____ Source data
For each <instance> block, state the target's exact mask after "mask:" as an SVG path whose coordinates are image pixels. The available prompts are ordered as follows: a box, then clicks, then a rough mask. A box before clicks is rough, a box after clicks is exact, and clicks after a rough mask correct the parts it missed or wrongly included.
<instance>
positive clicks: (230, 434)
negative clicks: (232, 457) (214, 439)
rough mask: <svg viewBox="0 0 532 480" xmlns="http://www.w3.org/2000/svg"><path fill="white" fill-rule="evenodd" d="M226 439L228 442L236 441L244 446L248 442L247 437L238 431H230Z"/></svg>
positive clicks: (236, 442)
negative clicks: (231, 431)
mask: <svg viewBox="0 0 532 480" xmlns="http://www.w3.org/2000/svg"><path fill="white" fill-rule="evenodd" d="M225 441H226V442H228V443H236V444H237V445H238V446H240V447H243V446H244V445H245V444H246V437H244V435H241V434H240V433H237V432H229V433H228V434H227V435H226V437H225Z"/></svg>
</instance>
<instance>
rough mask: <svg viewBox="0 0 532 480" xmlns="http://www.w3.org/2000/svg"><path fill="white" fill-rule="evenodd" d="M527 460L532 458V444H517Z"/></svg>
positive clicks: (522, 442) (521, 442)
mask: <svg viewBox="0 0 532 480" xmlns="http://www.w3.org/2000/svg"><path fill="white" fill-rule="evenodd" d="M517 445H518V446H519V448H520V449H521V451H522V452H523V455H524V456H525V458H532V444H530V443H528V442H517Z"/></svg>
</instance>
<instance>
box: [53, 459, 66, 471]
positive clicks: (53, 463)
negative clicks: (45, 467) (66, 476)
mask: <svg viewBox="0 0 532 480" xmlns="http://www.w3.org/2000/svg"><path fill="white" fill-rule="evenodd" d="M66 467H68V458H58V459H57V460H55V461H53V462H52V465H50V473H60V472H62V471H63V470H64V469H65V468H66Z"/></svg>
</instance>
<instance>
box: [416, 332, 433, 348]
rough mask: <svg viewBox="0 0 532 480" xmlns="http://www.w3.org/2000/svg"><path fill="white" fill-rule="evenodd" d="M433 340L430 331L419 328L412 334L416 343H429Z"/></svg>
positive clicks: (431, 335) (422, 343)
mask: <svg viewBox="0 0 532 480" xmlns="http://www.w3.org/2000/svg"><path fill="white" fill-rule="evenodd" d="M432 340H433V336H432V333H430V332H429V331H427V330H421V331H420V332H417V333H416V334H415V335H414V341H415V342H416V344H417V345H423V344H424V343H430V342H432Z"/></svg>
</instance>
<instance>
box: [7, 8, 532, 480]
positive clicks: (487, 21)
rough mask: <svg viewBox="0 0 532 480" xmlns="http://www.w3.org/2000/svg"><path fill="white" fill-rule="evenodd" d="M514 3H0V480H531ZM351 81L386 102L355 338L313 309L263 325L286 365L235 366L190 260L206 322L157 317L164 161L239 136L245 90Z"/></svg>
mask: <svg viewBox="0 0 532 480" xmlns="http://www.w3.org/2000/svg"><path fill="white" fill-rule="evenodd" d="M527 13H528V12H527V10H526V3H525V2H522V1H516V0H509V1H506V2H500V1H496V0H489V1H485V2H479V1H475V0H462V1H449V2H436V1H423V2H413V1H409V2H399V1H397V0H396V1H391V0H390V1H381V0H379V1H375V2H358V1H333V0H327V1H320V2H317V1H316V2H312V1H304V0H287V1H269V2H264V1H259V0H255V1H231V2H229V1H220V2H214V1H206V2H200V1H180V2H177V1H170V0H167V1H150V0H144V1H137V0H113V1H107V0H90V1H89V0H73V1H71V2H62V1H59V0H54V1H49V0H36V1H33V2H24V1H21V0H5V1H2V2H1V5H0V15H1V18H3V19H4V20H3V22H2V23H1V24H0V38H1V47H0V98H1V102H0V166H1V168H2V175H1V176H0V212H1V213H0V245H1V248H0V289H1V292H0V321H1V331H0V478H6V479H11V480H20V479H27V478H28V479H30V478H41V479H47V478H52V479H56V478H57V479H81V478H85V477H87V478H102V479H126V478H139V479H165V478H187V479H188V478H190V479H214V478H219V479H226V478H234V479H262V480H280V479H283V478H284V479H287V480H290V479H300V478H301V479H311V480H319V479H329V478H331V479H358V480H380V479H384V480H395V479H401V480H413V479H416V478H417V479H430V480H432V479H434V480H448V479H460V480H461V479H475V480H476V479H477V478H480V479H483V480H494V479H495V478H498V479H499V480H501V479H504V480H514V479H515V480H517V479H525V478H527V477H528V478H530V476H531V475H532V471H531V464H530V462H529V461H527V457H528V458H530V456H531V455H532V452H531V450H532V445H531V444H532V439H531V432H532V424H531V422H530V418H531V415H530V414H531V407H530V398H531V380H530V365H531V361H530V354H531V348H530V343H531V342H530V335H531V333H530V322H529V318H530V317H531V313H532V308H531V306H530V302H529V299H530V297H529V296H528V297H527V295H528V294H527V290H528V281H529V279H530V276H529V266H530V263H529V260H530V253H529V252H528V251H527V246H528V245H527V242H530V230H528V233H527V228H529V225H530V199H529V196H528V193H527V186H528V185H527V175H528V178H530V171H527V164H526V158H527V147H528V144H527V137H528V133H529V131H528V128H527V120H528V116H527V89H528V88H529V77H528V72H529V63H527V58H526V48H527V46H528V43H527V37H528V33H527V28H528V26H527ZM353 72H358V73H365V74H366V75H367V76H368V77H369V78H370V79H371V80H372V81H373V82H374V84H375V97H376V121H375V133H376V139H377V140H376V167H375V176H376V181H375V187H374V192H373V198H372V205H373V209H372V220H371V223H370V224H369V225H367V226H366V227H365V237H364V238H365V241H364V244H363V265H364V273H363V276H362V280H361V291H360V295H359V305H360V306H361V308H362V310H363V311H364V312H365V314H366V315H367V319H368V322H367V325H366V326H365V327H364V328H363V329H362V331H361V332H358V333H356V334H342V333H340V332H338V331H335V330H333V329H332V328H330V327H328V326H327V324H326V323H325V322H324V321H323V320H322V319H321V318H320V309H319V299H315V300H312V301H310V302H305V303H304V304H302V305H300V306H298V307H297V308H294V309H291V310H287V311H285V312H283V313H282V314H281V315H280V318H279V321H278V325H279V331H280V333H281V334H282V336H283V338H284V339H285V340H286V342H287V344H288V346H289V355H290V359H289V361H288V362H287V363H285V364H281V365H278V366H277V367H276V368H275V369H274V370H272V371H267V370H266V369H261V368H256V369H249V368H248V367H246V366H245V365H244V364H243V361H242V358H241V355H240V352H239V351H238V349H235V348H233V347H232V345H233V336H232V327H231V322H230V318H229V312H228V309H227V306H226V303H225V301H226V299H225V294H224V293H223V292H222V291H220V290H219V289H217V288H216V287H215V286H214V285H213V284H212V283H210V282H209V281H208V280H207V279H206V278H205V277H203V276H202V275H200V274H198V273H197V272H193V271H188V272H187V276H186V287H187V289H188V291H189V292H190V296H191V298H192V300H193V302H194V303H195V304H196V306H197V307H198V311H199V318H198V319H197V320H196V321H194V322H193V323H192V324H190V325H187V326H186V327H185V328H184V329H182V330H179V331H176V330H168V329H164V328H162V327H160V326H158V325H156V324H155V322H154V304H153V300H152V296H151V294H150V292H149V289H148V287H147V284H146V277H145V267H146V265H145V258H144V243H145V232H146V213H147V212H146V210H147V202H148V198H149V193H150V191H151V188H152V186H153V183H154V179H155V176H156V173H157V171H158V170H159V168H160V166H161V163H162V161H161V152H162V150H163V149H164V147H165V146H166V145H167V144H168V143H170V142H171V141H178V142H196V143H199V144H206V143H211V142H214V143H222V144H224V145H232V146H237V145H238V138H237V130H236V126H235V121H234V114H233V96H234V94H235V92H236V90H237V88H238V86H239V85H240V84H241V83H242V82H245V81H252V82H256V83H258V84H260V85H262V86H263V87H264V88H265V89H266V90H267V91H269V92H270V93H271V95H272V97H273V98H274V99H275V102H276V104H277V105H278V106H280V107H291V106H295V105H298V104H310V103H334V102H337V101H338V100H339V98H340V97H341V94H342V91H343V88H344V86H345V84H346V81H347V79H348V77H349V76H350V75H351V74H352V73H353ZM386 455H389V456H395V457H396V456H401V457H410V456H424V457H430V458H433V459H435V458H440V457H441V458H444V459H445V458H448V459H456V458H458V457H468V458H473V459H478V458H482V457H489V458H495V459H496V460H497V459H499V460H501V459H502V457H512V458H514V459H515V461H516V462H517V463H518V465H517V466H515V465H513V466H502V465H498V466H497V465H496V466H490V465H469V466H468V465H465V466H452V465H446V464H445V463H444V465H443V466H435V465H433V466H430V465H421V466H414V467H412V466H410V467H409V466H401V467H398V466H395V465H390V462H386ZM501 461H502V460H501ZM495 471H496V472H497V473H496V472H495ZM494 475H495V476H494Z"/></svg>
________
Starting with the line that holds "positive clicks: (230, 434)" and ending with the line that holds "positive clicks: (236, 442)", retype every line in the data above exactly, and nothing else.

▸ **Solution**:
positive clicks: (230, 434)
negative clicks: (232, 457) (214, 439)
rough mask: <svg viewBox="0 0 532 480" xmlns="http://www.w3.org/2000/svg"><path fill="white" fill-rule="evenodd" d="M226 439L228 442L236 441L244 446L248 442L247 437L238 431H230Z"/></svg>
positive clicks: (236, 442)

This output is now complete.